*STATED PROBLEM*. How many of the lines below contain the word "utility"? Case matters. Give only the number.

★ ★ ★

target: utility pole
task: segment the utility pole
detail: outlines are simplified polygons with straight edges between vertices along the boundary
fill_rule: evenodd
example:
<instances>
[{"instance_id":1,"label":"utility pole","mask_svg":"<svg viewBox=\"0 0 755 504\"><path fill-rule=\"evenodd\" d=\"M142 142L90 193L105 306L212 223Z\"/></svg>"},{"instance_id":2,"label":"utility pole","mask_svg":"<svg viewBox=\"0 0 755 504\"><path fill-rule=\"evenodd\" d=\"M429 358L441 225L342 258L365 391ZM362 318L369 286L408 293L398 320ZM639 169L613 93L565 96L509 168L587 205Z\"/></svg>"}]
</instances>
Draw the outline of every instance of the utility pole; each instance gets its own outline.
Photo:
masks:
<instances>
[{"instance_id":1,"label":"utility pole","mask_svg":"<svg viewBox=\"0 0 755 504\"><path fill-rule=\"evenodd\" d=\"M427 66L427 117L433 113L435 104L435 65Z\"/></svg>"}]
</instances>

★ ★ ★

*RESPONSE FOR THIS EXERCISE*. 5